→ Pekerjaan yang Diminta
Lanjutkan teks tentang etika aparatur pemerintah dalam pelayanan umum, dimulai tepat setelah kalimat terakhirnya.

→ Teks Kutipan
Posisi penting yang dimiliki oleh sumberdaya aparatur pemerintah dalam penyelenggaraan pelayanan umum oleh badan-badan public/pemerintah, karena aparat birokrasi merupakan kepanjangan tangan dari seluruh kebijakan pemerintah yang berkaitan dengan kemasyarakatan. Dengan melakukan penegakkan dan penguatan melalui pendekatan prinsip-prinsip moral dan etika yang mengikat pada setiap aparatur penyelenggara pelayanan umum, bahwa setiap orang yang menerima suatu pekerjaan harus bersedia melakukan dengan niatan yang baik dan menerima tanggung jawab yang menyertainya serta mau menanggung sebagai konsekuensi atas setiap kegagalan yang mungkin terjadi. Tak seorangpun dapat menghindar dari pernyataan bahwa para aparatur birokrasi harus melakukan apa yang menjadi harapan rakyat, menaati kaidah hukum, menaruh perhatian terhadap keprihatinan dan masalah-masalah warga negara, dan mengikuti pola perilaku etis tanpa cacat.


Menyandarkan pada rasionalitas saja terkadang tidak mampu untuk menjawab kebutuhan-kebutuhan hakiki orang banyak dan tidak jarang keputusan-keputusan yang baik harus menyertakan pengalaman, intuisi, dan hati nurani. Kumorotomo, mengungkapkan bahwa, bagaimanapun juga falsafah, kearifan, dan niat baik akan menjadi penopang yang paling kokoh bagi para administrator untuk menjaga kewibawaan dan kredibilitas mereka. Lebih dari itu, dalam persoalan apapun sepanjang menyangkut hubungan antar dua atau lebih individu, pertanyaan-pertanyaan yang mengandung nilai-nilai filosofis dan moral akan senantiasa relevan (Kumorotomo, 1996:136).

→ Catatan yang Tersimpan
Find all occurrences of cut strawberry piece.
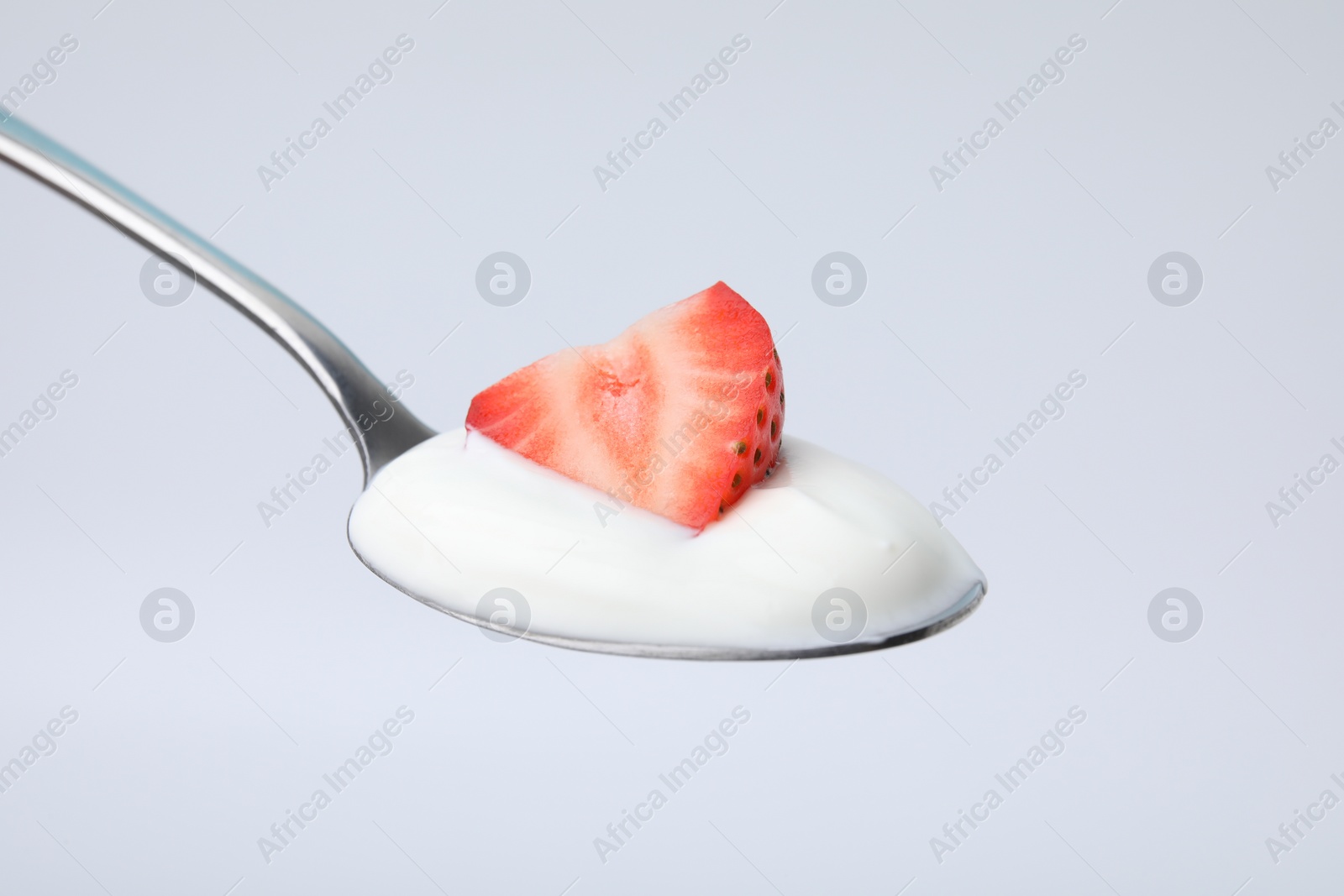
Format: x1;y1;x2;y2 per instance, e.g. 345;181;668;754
==
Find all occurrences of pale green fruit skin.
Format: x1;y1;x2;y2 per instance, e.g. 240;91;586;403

→ Hasil Tugas Ini
Adalah merupakan sebuah keharusan bagi aparat pemerintah untuk lebih meningkatkan kesadaran akan moralitasnya, mengingat interaksi antar individu yang berlangsung pada proses pelayanan, memiliki kerawanan yang berkaitan dengan penyalahgunaan kewenangan, illegal cost, dan interes-inters individu. Walau dalam kondisi empiris, memasukkan nilai-nilai moral dan etika ke dalam manajemen pelayanan umum/publik merupakan hal yang tidak mudah, karena berkaitan dengan kultur, pola pikir (mindset), system yang sudah berlangsung lama dan sudah menjadi norma dan perilaku aparatur pemerintah, meski semua ini sangat tergantung dari aparat itu sendiri. Disinilah pentingnya pelibatan SDM-aparatur pelayanan dalam setiap upaya dalam program peningkatan kinerja pelayanan public.


Menurut Stephen R. Covey, moral dan etika kepribadian manusia lebih memfokuskan pada pengintegrasian prinsip integritas, kerendahan hati, kesetiaan, kerajinan, pembatasan diri, keberanian, keadilan, kesabaran, kesederhanaan, kesopanan, dan hukum utama, yakni berbuatlah kepada orang lain seperti yang anda kehendaki dan harapkan orang lain berbuat dan berperilaku kepada anda.


Penerapan etika kepribadian ini sering kurang berhasil karena proses yang terjadi adalah semacam pemaksaan dari luar ke dalam diri manusia. Stephen Covey menawarkan proses yang sebaliknya, seharusnya proses terjadi bukan dari luar ke adalam ( pemaksaan ) melainkan dari dalam menuju keluar ( kesadaran ), yang disebut sebagai etika karakter. Keduanya merupakan paradigma sosial.


Pendekatan dari dalam ke luar adalah satu proses untuk kematangan publik (public victory) yang harus dicapai melalui kematangan pribadi ( private victory ) terlebih dahulu. Akan sia-sia memperbaiki hubungan dengan orang lain, sebelum mampu memperbaiki hubungan dengan diri sendiri. Ini merupakan proses yang berbentuk spiral pertumbuhan ke atas yang menyebabkan bentuk yang semakin tinggi dari ketergantungan (dependence), menjadi mandiri (Independence) dan berakhir menjadi saling ketergantungan (interdependence)


III. PELAYANAN.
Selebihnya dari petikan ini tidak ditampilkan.